- Instructions for the task
Each line from the one that contains "the man's nose?" through the end of the entries should be repeated exactly, with nothing added.

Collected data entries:
*** Block opens ***
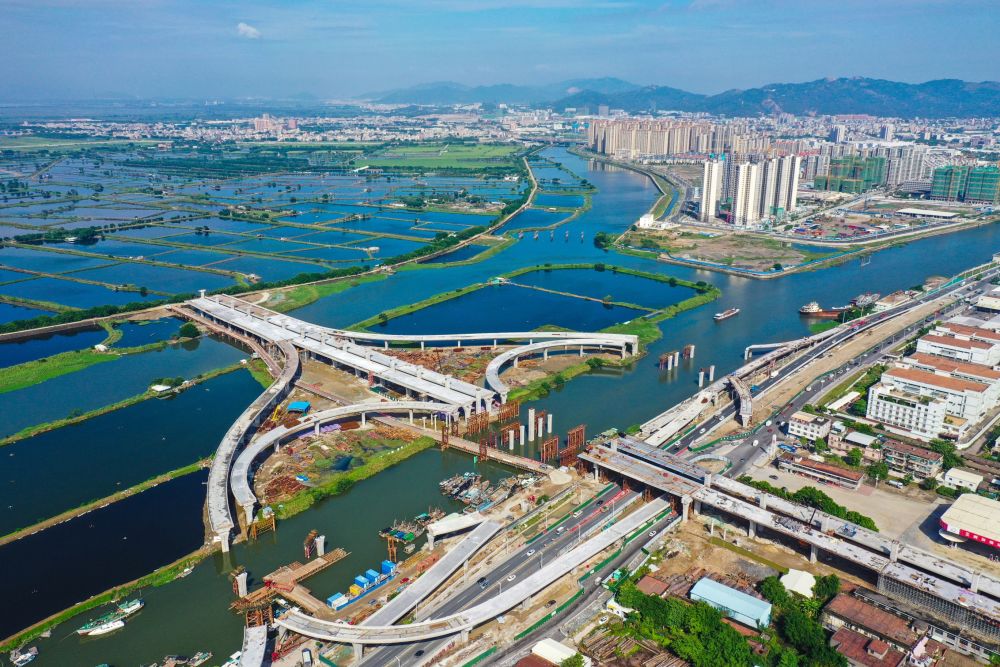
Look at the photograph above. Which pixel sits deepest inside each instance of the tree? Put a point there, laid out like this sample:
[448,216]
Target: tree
[878,470]
[772,589]
[854,457]
[188,330]
[826,587]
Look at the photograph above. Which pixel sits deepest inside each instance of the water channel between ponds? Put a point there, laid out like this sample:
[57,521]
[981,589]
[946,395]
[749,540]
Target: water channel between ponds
[191,614]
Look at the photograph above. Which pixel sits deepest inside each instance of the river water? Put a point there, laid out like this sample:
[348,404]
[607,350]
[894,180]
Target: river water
[191,614]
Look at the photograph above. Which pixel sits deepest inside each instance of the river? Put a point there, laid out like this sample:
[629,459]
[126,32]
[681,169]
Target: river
[192,614]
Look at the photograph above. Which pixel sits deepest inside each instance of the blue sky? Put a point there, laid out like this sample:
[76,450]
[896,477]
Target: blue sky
[338,48]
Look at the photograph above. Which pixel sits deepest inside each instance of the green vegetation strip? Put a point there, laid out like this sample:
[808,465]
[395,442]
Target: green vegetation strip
[343,482]
[287,300]
[25,433]
[101,502]
[159,577]
[34,372]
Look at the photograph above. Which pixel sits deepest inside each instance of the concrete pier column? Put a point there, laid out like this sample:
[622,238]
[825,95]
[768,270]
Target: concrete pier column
[241,584]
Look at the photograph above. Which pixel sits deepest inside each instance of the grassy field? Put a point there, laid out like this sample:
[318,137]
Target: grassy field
[444,156]
[286,300]
[32,372]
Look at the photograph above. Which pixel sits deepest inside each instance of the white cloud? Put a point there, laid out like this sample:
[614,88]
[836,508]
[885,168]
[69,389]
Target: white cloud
[247,31]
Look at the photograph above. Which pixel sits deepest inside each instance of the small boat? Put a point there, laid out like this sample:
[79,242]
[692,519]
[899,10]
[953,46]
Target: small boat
[20,658]
[105,628]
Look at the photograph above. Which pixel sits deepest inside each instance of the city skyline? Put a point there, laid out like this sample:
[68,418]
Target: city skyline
[116,49]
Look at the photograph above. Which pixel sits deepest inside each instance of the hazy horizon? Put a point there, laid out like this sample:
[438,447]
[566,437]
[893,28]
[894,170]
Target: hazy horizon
[185,49]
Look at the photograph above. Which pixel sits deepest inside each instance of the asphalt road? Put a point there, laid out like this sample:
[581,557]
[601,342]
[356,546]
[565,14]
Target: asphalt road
[527,558]
[743,455]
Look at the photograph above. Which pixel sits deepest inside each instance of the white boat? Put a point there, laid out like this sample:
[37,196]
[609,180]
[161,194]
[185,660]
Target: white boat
[21,658]
[105,628]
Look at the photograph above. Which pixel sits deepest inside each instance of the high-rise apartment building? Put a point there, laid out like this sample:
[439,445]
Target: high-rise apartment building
[746,202]
[711,189]
[964,183]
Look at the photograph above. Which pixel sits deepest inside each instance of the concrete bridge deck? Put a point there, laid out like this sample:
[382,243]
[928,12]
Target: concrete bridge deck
[220,520]
[484,612]
[502,359]
[340,350]
[432,579]
[240,478]
[629,341]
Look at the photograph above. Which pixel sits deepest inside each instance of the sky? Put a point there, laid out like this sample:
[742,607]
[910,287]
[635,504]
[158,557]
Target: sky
[335,49]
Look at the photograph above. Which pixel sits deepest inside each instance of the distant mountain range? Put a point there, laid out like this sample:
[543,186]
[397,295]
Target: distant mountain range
[856,95]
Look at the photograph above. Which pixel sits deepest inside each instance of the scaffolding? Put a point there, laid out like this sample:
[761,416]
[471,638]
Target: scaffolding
[946,610]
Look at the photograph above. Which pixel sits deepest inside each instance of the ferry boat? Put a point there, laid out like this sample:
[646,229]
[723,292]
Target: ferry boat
[21,658]
[104,628]
[200,658]
[112,620]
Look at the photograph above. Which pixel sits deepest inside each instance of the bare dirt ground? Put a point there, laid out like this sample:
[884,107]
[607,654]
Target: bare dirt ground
[738,250]
[892,511]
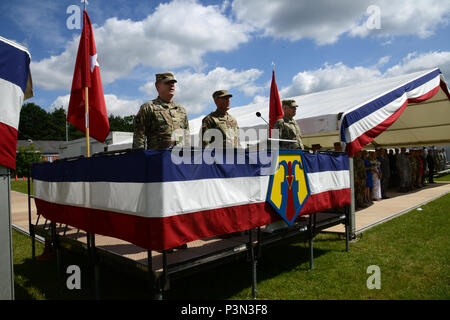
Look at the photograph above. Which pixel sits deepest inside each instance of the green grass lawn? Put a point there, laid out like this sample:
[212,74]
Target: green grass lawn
[411,252]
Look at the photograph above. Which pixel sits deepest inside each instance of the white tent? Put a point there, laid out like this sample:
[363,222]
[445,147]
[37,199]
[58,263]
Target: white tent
[377,105]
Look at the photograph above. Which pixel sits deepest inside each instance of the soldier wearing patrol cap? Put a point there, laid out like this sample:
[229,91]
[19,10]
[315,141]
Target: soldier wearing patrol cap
[288,127]
[159,118]
[221,120]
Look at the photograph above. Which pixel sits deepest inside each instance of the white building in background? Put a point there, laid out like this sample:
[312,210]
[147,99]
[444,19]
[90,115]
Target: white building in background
[116,140]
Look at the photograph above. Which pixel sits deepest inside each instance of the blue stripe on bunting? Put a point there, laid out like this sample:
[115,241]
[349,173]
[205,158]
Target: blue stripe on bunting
[380,102]
[14,65]
[146,166]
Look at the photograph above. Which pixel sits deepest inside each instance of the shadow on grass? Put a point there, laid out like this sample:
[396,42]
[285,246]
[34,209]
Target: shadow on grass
[227,281]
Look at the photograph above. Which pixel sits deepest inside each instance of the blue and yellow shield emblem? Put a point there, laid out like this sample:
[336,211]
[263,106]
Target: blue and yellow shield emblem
[288,186]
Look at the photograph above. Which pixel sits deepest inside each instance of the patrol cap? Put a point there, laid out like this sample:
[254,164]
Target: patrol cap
[289,103]
[221,94]
[165,77]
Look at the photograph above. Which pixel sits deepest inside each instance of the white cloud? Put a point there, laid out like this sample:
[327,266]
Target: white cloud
[325,21]
[194,90]
[416,62]
[339,75]
[328,77]
[114,105]
[177,34]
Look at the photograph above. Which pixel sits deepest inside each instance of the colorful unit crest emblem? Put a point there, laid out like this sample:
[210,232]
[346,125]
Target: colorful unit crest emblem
[288,187]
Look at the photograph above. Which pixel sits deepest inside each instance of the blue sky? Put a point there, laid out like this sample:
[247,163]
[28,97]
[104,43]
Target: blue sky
[211,45]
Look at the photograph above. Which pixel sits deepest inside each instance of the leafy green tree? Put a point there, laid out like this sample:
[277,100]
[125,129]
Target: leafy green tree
[25,156]
[34,123]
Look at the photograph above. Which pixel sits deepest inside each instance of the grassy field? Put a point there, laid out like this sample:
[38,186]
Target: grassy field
[21,186]
[411,252]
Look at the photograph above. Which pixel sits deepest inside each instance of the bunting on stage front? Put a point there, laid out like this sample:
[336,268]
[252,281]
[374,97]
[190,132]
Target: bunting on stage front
[15,87]
[87,74]
[157,204]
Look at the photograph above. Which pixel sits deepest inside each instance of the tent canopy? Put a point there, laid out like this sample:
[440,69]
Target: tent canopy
[407,110]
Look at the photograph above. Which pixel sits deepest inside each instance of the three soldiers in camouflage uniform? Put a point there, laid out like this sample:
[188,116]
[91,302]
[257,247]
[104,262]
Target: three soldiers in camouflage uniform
[158,119]
[288,127]
[222,121]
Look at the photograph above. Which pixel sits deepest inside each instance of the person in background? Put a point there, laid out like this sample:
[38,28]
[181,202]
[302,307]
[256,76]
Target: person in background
[385,172]
[360,180]
[420,169]
[430,163]
[376,176]
[369,183]
[403,169]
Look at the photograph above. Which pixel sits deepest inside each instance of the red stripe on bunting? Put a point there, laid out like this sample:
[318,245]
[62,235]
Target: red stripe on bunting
[364,139]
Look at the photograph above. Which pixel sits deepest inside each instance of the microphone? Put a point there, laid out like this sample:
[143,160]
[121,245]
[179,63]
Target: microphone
[258,114]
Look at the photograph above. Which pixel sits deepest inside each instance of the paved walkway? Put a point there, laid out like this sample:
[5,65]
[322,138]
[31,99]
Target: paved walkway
[379,212]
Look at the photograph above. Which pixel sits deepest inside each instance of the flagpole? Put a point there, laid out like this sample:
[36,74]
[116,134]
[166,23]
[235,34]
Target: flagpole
[86,90]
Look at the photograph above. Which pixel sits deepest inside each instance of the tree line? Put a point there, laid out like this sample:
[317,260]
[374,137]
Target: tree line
[38,124]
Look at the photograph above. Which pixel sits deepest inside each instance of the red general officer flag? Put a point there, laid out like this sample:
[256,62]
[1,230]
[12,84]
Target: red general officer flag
[275,110]
[87,74]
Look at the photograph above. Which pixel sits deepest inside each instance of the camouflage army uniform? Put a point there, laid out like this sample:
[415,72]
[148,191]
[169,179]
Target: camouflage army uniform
[404,170]
[226,124]
[414,169]
[289,130]
[157,120]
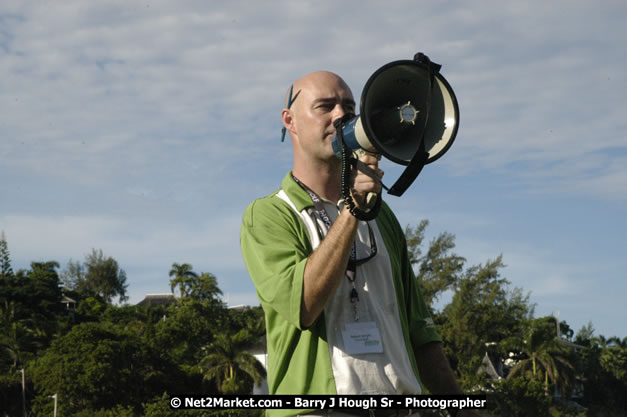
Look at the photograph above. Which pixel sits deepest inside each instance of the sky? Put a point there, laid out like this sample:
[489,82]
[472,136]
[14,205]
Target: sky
[145,128]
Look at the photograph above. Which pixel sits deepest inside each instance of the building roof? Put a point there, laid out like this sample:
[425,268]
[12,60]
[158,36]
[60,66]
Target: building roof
[157,299]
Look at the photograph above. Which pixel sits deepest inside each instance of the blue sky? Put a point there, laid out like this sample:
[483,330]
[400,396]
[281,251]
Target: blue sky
[145,128]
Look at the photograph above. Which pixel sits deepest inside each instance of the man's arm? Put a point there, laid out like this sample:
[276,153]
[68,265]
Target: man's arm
[437,375]
[326,266]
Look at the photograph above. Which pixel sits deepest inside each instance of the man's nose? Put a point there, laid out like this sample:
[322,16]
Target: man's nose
[338,112]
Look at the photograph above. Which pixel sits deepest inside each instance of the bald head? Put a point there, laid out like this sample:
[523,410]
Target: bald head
[313,81]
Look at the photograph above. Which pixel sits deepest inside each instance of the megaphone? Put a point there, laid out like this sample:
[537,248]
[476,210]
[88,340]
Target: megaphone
[408,113]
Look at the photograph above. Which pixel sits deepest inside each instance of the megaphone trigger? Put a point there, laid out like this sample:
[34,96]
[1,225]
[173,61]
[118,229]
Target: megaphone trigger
[366,169]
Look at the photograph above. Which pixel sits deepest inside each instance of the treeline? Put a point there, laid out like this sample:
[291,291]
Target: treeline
[101,360]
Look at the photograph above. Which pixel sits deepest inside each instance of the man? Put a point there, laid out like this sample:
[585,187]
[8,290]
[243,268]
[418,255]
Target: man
[343,310]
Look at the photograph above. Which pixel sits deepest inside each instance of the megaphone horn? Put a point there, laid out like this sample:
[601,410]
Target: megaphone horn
[408,113]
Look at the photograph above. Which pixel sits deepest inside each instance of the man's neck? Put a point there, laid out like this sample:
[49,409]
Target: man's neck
[323,180]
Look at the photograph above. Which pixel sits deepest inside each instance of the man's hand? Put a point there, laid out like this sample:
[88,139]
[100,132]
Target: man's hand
[362,184]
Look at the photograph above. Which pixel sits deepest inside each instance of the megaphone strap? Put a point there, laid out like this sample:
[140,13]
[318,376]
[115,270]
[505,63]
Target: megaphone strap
[345,177]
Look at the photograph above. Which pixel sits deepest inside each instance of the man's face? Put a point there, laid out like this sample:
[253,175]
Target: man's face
[322,98]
*** Block closes ***
- Solved problem
Look at the photograph above. Which pixel sits deepest inside each instance of the man's nose? Put a point there, laid out like this sample:
[322,16]
Target: man's nose
[338,112]
Look at the photograph above. Which pixel sits deepest inside each instance of the bald head? Put a point there, laid out like this sample:
[523,410]
Target: bald head
[313,81]
Look at the photograph above. Which pixel sits deepest inside each instance of the megaphone? Put a point there, laid out like this sample:
[537,248]
[476,210]
[88,340]
Target: megaphone
[408,113]
Look at the photograph above. Which pixel sits deepest inside each instance of the megaphone trigger? Put a point there, laid out like this sample:
[34,96]
[1,225]
[173,61]
[118,229]
Target: megaphone trigger
[366,169]
Look at the photograph above. Which pixel sits deepest inside each instance of the treeline? Put a point there, laid out like this sample:
[291,291]
Target: treeline
[101,360]
Look at the photograph above. Which pixel sits deepest inside each instance of the man? Put a point there, laid out like this sample:
[585,187]
[8,290]
[243,268]
[418,255]
Target: man
[343,310]
Look at the photograph above. Which pixel sits deepest inside each instance of the megaphone horn? Put a point there, laid out like this sample:
[601,410]
Target: megaphone horn
[408,113]
Look at the photograph above. Which pixel sits deepest inside each instance of the man's neck? Put a point there, laid out like this sample:
[49,409]
Target: man's neck
[323,180]
Look at the photograph above. Which pixel sits deepest inside each instance of the man's hand? Put a point there, laid out like this sample:
[88,139]
[100,132]
Target: man's hand
[362,184]
Look at the photograph above. Which pixel sits deepest inside each instance of the megaphone strap? Put a point there, laid out like this sample:
[140,13]
[318,376]
[115,270]
[505,63]
Target: megaphone strap
[345,177]
Look at the photograph above. Which pixel sits deepest inside each instance of the man's face? Put a point there, laid out like this sample:
[253,175]
Target: man's face
[322,98]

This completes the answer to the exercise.